» GOAL:
Reproduce the records below with "endpoint" swapped for "service" and all other text unchanged. Omit the pictures from your reproduction.

[Excerpts from labeled region data]

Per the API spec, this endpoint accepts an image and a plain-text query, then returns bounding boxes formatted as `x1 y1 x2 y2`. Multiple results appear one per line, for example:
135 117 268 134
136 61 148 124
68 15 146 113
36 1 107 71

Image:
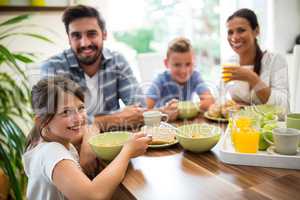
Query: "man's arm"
117 55 145 106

» SOLUTION:
Per the API spec, this service accepts an image and a plain-text query, then returns bounding boxes formatted as `x1 y1 x2 y2`. Multiple results appear one per line, for example:
135 117 268 134
136 61 148 124
68 15 146 113
36 1 107 71

Image:
Query: "man's arm"
117 55 145 106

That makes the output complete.